• [Exercise task]: Retype everything from the line containing "target | short sleeve" down to the line containing "(1086, 385)", including both of those lines, without changing a character.

***** Supplied data

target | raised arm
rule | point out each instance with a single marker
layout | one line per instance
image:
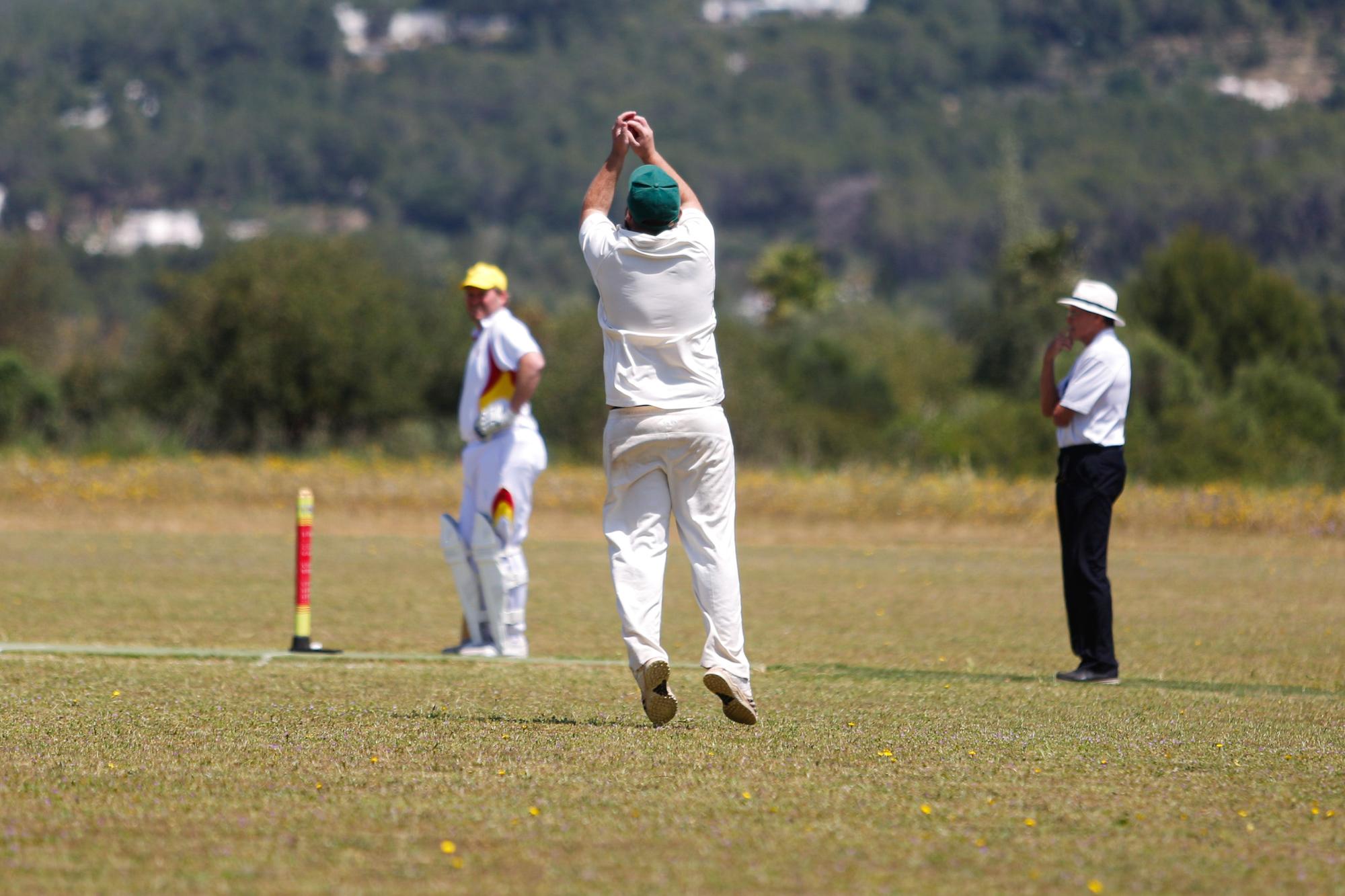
(1050, 395)
(642, 143)
(603, 190)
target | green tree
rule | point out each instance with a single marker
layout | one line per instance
(29, 401)
(1012, 333)
(796, 279)
(286, 341)
(1214, 302)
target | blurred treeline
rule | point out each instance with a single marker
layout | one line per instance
(900, 198)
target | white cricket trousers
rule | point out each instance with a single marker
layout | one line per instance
(680, 464)
(498, 478)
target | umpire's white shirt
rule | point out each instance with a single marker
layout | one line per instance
(1098, 391)
(657, 311)
(500, 342)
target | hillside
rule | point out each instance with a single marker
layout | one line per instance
(938, 169)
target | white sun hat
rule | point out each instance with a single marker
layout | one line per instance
(1096, 296)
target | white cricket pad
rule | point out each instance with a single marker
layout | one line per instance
(465, 576)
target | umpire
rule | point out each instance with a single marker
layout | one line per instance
(1089, 408)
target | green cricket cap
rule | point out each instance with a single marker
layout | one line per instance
(654, 200)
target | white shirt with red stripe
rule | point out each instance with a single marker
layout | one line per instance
(501, 341)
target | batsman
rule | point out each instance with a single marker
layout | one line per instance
(504, 456)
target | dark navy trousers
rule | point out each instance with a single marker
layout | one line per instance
(1089, 481)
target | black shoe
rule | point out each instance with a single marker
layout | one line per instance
(1089, 677)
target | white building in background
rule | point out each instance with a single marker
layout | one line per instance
(354, 29)
(153, 228)
(720, 11)
(415, 29)
(247, 229)
(484, 29)
(93, 118)
(1266, 93)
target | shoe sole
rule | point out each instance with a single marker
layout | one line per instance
(734, 705)
(660, 708)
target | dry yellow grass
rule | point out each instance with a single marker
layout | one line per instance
(910, 725)
(380, 485)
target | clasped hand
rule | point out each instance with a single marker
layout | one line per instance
(494, 417)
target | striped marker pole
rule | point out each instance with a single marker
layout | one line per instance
(303, 577)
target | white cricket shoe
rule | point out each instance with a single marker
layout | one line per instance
(736, 694)
(516, 646)
(658, 698)
(474, 649)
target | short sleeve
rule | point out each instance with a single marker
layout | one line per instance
(512, 341)
(699, 229)
(598, 239)
(1086, 385)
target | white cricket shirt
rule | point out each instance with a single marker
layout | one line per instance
(1098, 391)
(500, 342)
(657, 311)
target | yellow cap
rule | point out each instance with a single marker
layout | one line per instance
(485, 276)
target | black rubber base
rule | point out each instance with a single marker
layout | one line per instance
(305, 646)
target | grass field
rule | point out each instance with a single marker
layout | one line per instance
(911, 735)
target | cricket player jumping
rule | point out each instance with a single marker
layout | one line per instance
(504, 456)
(666, 447)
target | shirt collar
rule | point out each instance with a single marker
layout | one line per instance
(486, 323)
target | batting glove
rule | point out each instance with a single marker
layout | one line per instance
(496, 417)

**********

• [Answer below]:
target | short sleeve
rule | point out each instance with a single marker
layout | one line per instance
(512, 341)
(699, 229)
(598, 239)
(1086, 385)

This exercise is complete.